[What this task involves]
Count the lines in the rows below that contain the string "plate". Give only the number.

━━━ Given entries

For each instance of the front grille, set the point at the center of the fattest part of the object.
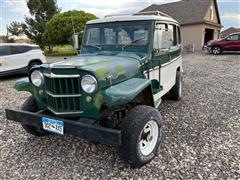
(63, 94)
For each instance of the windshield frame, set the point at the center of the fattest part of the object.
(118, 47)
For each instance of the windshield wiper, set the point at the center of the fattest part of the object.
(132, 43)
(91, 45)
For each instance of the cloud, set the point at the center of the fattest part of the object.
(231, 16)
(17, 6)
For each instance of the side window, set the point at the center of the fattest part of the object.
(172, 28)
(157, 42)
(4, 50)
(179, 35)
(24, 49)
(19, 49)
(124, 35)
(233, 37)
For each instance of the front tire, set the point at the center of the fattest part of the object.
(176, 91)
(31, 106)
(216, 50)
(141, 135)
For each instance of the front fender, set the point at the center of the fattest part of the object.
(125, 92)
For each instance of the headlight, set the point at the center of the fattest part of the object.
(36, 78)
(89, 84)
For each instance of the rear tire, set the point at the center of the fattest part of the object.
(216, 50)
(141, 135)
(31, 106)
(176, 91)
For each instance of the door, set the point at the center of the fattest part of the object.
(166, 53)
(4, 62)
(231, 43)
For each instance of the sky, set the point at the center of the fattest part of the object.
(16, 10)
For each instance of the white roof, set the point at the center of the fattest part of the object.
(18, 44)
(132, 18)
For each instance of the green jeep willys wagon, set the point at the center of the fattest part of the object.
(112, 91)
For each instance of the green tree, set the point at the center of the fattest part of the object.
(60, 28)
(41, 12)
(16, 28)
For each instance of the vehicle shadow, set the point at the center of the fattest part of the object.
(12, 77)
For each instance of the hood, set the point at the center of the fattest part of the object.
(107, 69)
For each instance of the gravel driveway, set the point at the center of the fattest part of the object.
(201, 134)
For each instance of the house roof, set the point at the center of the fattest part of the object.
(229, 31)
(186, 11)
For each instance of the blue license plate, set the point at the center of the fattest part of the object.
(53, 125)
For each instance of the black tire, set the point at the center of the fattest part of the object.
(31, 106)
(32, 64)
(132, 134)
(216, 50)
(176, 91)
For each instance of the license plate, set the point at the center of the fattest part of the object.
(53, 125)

━━━━━━
━━━ Given entries

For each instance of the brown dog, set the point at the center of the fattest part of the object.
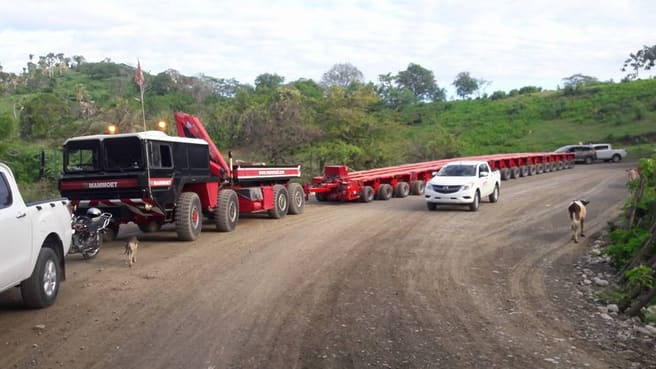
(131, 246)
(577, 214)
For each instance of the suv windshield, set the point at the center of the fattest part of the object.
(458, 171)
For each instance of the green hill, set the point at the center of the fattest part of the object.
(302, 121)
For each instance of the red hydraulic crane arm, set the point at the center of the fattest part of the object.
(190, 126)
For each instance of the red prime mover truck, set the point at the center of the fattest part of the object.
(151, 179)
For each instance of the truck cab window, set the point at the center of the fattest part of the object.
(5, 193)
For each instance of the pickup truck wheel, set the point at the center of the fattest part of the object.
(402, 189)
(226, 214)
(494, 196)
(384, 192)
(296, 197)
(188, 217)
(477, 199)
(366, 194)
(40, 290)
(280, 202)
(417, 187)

━━━━━━

[Answer to the problem]
2